>> BEGIN MATERIAL FOR THE TASK

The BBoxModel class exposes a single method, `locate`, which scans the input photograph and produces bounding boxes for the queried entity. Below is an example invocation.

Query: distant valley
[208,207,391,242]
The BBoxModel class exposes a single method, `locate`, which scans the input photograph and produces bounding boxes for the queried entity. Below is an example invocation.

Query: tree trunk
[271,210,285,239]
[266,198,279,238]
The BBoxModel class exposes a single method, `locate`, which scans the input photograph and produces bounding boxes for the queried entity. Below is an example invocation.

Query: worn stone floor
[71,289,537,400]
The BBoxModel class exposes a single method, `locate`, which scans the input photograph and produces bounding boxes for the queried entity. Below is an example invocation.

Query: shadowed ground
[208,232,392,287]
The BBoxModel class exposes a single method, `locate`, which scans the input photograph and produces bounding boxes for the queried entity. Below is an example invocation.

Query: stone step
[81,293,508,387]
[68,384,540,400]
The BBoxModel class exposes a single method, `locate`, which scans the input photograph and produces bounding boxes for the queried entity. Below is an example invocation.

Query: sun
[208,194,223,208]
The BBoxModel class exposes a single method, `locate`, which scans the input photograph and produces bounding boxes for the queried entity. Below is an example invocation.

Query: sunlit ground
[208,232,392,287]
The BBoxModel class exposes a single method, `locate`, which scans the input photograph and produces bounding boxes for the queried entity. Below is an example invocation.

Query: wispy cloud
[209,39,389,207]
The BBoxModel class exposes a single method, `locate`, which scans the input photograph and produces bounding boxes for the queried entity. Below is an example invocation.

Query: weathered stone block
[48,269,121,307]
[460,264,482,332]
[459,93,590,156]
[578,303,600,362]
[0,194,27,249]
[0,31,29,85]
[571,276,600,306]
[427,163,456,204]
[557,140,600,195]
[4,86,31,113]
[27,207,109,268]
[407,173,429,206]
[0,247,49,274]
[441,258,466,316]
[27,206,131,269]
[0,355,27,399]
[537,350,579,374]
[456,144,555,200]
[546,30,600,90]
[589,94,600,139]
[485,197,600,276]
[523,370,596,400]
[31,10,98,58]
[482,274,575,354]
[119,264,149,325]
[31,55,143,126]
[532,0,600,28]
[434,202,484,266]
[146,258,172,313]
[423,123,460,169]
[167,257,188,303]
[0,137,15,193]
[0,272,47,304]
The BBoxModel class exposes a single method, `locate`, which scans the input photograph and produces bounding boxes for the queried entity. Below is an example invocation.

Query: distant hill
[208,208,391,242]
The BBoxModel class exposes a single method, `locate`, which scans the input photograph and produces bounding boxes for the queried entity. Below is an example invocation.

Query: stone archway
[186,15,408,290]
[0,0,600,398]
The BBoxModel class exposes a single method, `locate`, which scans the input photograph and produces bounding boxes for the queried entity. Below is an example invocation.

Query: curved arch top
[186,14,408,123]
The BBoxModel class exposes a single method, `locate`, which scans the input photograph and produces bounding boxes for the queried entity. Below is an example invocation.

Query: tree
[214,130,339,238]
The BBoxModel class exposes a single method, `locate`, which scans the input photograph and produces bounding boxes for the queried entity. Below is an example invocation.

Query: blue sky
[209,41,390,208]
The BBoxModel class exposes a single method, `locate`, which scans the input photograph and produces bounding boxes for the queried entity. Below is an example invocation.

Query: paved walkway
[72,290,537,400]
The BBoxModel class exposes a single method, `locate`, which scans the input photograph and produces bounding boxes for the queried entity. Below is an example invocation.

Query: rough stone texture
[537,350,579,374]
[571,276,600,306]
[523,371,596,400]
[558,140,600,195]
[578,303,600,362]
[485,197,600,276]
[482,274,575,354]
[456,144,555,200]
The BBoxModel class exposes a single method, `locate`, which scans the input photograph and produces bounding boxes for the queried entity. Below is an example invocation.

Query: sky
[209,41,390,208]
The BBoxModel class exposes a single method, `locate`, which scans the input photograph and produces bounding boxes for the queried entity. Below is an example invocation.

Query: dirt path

>> END MATERIAL FOR THE TASK

EXERCISE INSTRUCTIONS =
Copy out every entry above word for word, leaving each line unchanged.

WRITTEN REPLY =
The BBoxModel class exposes a single method, `locate`, which scans the input photograph and produces bounding boxes for the queried entity. Below is an example invocation.

Query: distant valley
[208,207,391,242]
The BBoxModel class exposes a single method, `locate`, which scans the input photograph and produces bounding boxes for the queried entity. Below is an example invocation.

Query: tree trunk
[271,210,285,239]
[266,198,279,238]
The BBoxModel class exposes a single method, `locate`, which scans the input photograph and produces bounding boxes for the queried entity. Below is an example invocation.

Query: worn stone floor
[71,289,537,400]
The BBoxModel class exposes a single method, `locate`, which scans the input photograph and produces bounding boxes for the queried entity. Below is an example invocation.

Query: shadowed ground
[208,232,392,287]
The BBoxModel class exposes a single method, `locate`, which scans the input photograph and produces bounding boxes for the queried entity. Below is an example invocation.

Query: stone step
[81,293,508,387]
[68,384,540,400]
The BBoxModel class exposes a single method, `locate`, which scans the input photograph and produces bounding boxes for the queried entity. Below is an example invocation.

Query: sun
[208,194,223,208]
The BBoxModel class exposes a single method, `locate`, which scans the input photograph and produces bounding boxes for the queried entity. Below is an example invocation.

Query: sunlit ground
[208,232,392,287]
The BBoxModel class exposes a single method, `locate`, which scans the input photograph and produces bounding boxes for the queried entity. Below is an example invocation.

Query: wispy cloud
[209,39,389,207]
The BBoxModel class exposes a single method, `locate`, which scans the input photograph and produces bounding boxes for the queried entity. Below is an example invocation.

Query: weathered stone block
[48,269,121,307]
[460,264,482,332]
[459,93,590,156]
[578,303,600,362]
[0,194,27,249]
[0,31,29,85]
[571,276,600,306]
[427,163,456,204]
[557,140,600,195]
[4,86,31,113]
[27,207,109,268]
[407,173,429,206]
[0,247,49,274]
[441,258,466,316]
[27,206,131,269]
[0,355,27,399]
[537,350,579,374]
[456,144,555,200]
[546,30,600,90]
[589,94,600,139]
[485,197,600,276]
[523,370,596,400]
[31,10,98,58]
[482,274,575,354]
[119,264,149,325]
[31,55,143,126]
[532,0,600,28]
[434,202,484,266]
[146,258,172,313]
[423,123,460,169]
[167,257,188,303]
[0,137,15,193]
[0,272,47,304]
The BBoxModel class exposes a single method, `locate`, which scans the input photograph and produces bounding boxes for the queried entity. Below is an example invocation.

Query: distant hill
[208,208,391,242]
The BBoxModel class exposes a single method, `locate`, which scans the input photograph and produces bounding boxes for the queried entity. Below is an example invocation.

Query: stone archway
[186,15,408,290]
[0,0,600,398]
The BBoxModel class exposes a single method, `locate`, which scans the input photograph and produces bounding boxes for the queried entity. Below is an example invocation.

Query: curved arch top
[186,14,408,123]
The BBoxModel class exposes a single method, `locate`, which scans the input photograph and produces bounding boxes for the queried entity. Below is an example invocation.

Query: tree
[214,130,339,238]
The BBoxModel class exposes a single method, `locate`, which scans the input photograph and produces bounding boxes for the queried entity. Below is an example invocation.

Query: blue sky
[209,41,390,208]
The BBoxModel class exposes a single method, `locate`, which scans the input photograph and produces bounding boxes for the queried entity. Below is an example invocation.

Query: paved walkway
[72,290,537,400]
The BBoxModel class exposes a single method, `locate`, which scans the input photograph and produces bounding boxes for the queried entity. Below is an example invocation.

Query: rough stone texture
[537,350,579,374]
[571,276,600,306]
[523,371,596,400]
[558,140,600,195]
[578,303,600,362]
[485,197,600,276]
[482,274,575,354]
[456,144,555,200]
The BBoxModel class exposes a single method, `locate`, which scans the input photograph and produces bounding boxes for the queried entity. Below is an example invocation.

Query: sky
[209,41,390,208]
The BBoxModel class exposes a single method, `locate`, which scans the input photograph and produces bounding boxes for the queried entity. Below is an example invocation.

Query: dirt path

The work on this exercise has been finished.